**Given request:** Show every line of the material below that contains the string "query", copying each line in full. Case counts.

**Extracted information:**
★ ★ ★ ★ ★ ★ ★

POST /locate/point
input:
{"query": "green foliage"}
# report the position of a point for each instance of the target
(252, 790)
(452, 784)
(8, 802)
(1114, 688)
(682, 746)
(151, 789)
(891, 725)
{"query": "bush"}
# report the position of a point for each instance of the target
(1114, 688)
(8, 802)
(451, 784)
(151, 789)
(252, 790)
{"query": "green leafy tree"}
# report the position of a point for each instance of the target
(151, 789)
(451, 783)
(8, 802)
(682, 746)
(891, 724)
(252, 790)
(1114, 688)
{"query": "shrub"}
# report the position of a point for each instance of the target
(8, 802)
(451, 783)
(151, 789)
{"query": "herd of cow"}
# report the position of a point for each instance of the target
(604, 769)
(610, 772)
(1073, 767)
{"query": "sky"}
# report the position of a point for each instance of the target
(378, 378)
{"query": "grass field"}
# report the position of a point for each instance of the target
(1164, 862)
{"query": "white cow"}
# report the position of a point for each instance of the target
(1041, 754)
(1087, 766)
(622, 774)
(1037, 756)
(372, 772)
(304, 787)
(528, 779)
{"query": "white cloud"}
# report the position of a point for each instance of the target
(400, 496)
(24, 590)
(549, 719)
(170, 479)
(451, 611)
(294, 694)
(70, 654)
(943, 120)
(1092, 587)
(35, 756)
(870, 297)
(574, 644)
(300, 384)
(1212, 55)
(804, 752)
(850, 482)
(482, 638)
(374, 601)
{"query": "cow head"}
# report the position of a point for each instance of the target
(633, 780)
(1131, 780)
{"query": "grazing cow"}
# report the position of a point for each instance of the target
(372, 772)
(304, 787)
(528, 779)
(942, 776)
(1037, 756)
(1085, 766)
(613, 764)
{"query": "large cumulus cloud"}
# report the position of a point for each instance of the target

★ ★ ★ ★ ★ ★ ★

**Exercise output:**
{"query": "green foliage"}
{"query": "bush"}
{"query": "green leafy tree"}
{"query": "shrub"}
{"query": "herd of cow"}
{"query": "sky"}
{"query": "grass field"}
{"query": "white cow"}
{"query": "white cloud"}
{"query": "cow head"}
{"query": "grazing cow"}
{"query": "large cumulus cloud"}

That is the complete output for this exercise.